Without omission or alteration, write out all of the data.

+---+

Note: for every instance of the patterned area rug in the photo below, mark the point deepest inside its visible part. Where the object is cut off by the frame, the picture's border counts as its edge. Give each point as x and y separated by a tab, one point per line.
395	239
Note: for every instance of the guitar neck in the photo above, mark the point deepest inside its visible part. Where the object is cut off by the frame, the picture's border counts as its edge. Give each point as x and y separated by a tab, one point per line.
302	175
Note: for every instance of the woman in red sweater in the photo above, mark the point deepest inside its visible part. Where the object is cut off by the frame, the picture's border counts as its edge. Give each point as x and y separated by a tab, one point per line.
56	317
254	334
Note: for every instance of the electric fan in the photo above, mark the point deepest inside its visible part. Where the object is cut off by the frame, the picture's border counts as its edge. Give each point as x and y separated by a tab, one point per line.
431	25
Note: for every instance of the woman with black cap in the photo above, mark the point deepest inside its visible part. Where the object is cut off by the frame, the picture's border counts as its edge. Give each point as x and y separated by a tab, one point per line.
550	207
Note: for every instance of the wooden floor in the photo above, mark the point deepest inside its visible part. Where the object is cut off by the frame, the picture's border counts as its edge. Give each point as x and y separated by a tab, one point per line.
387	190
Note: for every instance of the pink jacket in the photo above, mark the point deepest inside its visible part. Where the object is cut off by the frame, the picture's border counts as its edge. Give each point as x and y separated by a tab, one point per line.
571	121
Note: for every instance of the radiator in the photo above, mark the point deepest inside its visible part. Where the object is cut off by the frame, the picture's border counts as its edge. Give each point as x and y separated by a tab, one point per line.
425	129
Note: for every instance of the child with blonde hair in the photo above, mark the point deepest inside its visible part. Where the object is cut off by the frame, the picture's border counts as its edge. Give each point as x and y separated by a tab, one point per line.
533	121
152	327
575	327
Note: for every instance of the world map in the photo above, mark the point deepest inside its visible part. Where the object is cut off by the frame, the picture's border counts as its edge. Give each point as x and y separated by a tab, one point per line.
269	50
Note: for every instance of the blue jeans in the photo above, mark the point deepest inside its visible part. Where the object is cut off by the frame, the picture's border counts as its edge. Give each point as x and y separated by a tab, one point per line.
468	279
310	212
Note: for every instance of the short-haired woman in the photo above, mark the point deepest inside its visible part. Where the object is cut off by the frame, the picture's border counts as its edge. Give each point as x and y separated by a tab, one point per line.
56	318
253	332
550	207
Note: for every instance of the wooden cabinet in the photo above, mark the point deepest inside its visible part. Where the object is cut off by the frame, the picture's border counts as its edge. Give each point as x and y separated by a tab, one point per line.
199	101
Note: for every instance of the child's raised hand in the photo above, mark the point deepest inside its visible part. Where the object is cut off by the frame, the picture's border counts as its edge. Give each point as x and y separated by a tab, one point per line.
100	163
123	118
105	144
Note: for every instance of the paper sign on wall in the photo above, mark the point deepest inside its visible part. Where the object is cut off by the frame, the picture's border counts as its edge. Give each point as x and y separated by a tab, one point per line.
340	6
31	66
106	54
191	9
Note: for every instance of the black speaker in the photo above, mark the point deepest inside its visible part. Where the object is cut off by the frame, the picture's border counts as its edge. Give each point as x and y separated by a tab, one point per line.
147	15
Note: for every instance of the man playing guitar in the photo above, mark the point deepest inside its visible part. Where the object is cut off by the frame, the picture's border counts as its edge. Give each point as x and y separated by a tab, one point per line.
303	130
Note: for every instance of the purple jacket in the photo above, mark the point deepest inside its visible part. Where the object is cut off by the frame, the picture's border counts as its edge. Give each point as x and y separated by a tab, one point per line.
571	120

+---+

WRITTEN RESPONSE:
Note: for every instance of the patterned area rug in the photo below, mark the point deepest inside its visible part. Where the object is cut off by the frame, the picture's border counts as its edge. Give each point as x and y separated by a tab, one point per line.
395	239
Note: for every instance of the guitar neck in the photo above, mark the point deepest inside its visible part. Where the object is cut off by the frame, the picture's border counts as its edge. Give each point as x and y separated by a tab, one point per line.
302	175
Note: for every instance of the woman in red sweater in the photo above, mark the point deepest inside its visible part. Where the object is cut off by the frame, the picture's border counts as its edge. Give each point as x and y separated by a tab, one point per line.
56	317
254	334
Note: for every instance of the electric fan in the photo above, mark the point deepest inside its visible part. Where the object is cut off by the frame, the picture's border counts as its edge. Give each point as x and y separated by a tab, one point per line.
431	25
Note: for every instance of the woman with black cap in the photo above, mark the point deepest inside its visible part. Where the object is cut off by the frame, the picture's border counts as its edge. Give each point as x and y separated by a tab, one point per line.
550	207
Note: for every instance of the wooden floor in the photo above, mark the point deepest inside its visible part. Where the object is cut off by the frame, the picture's border counts as its edge. Give each point as x and y separated by a tab, one point per line.
387	190
Note: for every instance of the pink jacket in the photo above, mark the point deepest inside its visible part. Where the object is cut off by the frame, the picture's border counts as its edge. Give each point as x and y separated by a tab, one point per line.
571	121
Note: for every instance of the radiator in the photo above, mark the point deepest inside its visible part. Where the object is cut off by the frame, the picture's border counts as its edge. Give each point as x and y separated by a tab, one point per line.
425	129
Note: for every instance of the child with blonde hair in the photo above, mark the point deepest inside its visible part. Where the object is cut off by the frame, the picture's border counts as its edge. Give each point as x and y separated by a tab, one point per line.
533	121
152	327
575	327
Note: for every instance of the world map in the photo above, mark the point deepest inside its visible part. Where the object is cut off by the frame, the picture's border counts as its edge. Give each point as x and y separated by a tab, one point per line.
269	50
Note: for every instance of the blue jeans in the photo above, mark the point deepest inside its visible part. Where the object is cut off by the frame, the picture's border counts as its edge. Give each point as x and y separated by a tab, one point per line.
468	279
310	212
Note: for every instance of the short-haired woman in the photo above, mark the point deepest inside its visible part. Where the object is cut off by the frame, the picture's border counts as its edge. Give each point as x and y separated by a tab, one point per line.
56	318
253	332
550	207
Note: for every instance of the wooden cabinet in the photo above, mark the point deepest inside its visible part. Where the object is cut off by the frame, the picture's border counts as its edge. Give each point as x and y separated by a tab, one point per line.
199	101
Note: for every instance of the child's raised hand in the photo above, mark the point deepest inside its visible part. Where the object is cut off by the frame, the picture's border counts as its edge. Give each point as x and y separated by a tab, one point per line.
100	163
123	118
105	144
Note: for every instance of the paper sign on wall in the photo above, mark the point deepest inside its visible part. Where the object is cut off by the frame, the picture's border counts as its edge. Give each point as x and y separated by a tab, one point per line.
340	6
31	66
106	54
191	9
Note: for every instance of the black speaker in the photo above, mark the point deepest inside its visible part. Where the object is cut off by the frame, the picture's border counts as its edge. Give each point as x and y separated by a tab, one point per line.
147	15
Note: for every instance of the man playing guitar in the photo above, mark the point deepest inside its visible part. Where the object is cut off by the frame, the picture's border counts as its edge. Give each point as x and y separated by a tab, one point per line.
303	130
Note: for every instance of the purple jacket in the photo above, mark the point deepest inside its visible part. Where the object is cut off by the frame, the picture's border counts as its edge. Give each point as x and y separated by a tab, one point per line.
571	120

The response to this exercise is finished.